*** Opening Provided text ***
Contemporary reviewers adored it. They praised its humour, clever puzzles, and unique mechanics. Players, meanwhile, discovered that coordinating three Vikings was harder than assembling IKEA furniture with an Allen key forged by Satan.

But when you finally beat a level after thirty minutes of tactical Viking choreography, it felt incredible. The game made you smarter — or at least convinced you that you were, right up until you ran Olaf into a pit again.
The Lost Vikings didn’t sell like Mario, but it did something better — it influenced how puzzle-platformers were built for decades. The idea of switching between characters with complementary abilities can be seen everywhere from Trine to The Cave to every indie game that wants to sound deep by having “multiple perspectives.”

And Blizzard, bless their Norse hearts, never forgot them. The Vikings pop up in cameos across their universe, reminding everyone that before the epic raids of World of Warcraft, there were three idiots trying to find the exit in a spaceship.
The Lost Vikings is the best group project you’ll ever fail your first time through. It’s charming, funny, smarter than it looks, and impossible not to love — even when you’ve accidentally impaled Baleog on a laser for the fifth time. The Lost Vikings is best played with patience, caffeine, and a deep respect for Norse incompetence. Just never forget: Even geniuses get lost sometimes — but if you bash enough walls with your head, you’ll eventually find the exit.
*** Closing Provided text ***
*** Opening Information shown ***
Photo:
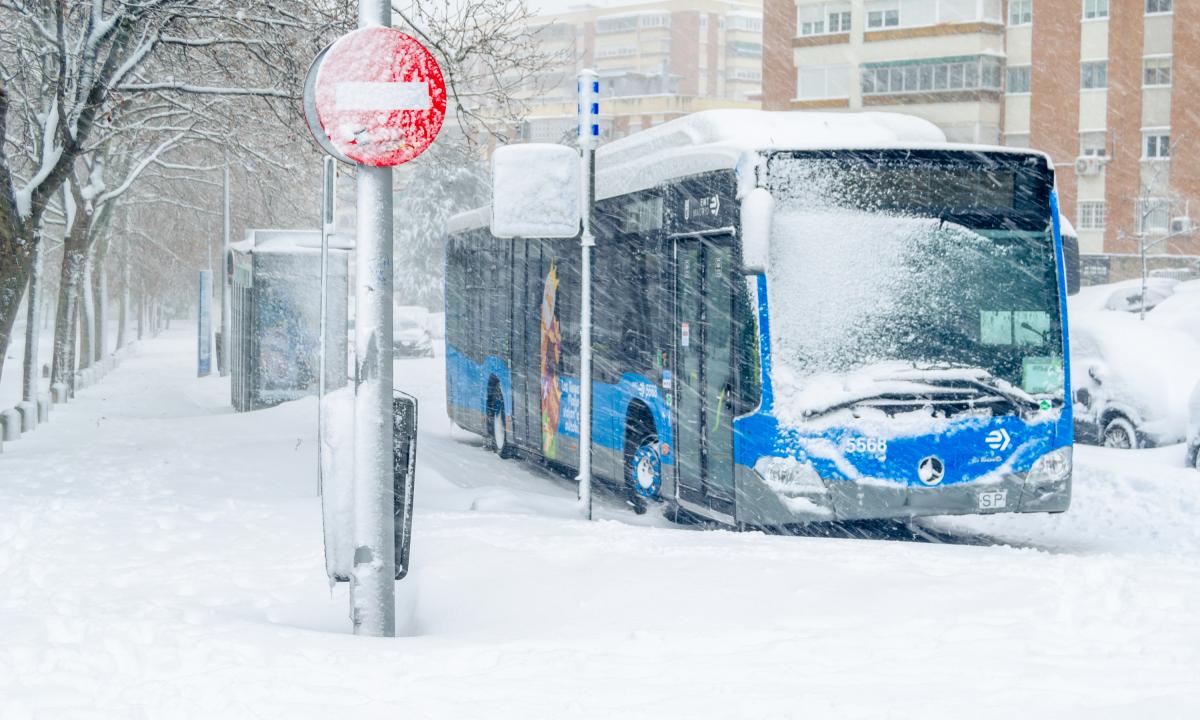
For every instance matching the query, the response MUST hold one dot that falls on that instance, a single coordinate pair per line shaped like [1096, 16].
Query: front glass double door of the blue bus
[704, 341]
*** Closing Information shown ***
- _About this task_
Please extract the part of the Lost Vikings review starting with "But when you" and going on through "in a spaceship.", copying it word for word.

- _Reply_
But when you finally beat a level after thirty minutes of tactical Viking choreography, it felt incredible. The game made you smarter — or at least convinced you that you were, right up until you ran Olaf into a pit again.
The Lost Vikings didn’t sell like Mario, but it did something better — it influenced how puzzle-platformers were built for decades. The idea of switching between characters with complementary abilities can be seen everywhere from Trine to The Cave to every indie game that wants to sound deep by having “multiple perspectives.”

And Blizzard, bless their Norse hearts, never forgot them. The Vikings pop up in cameos across their universe, reminding everyone that before the epic raids of World of Warcraft, there were three idiots trying to find the exit in a spaceship.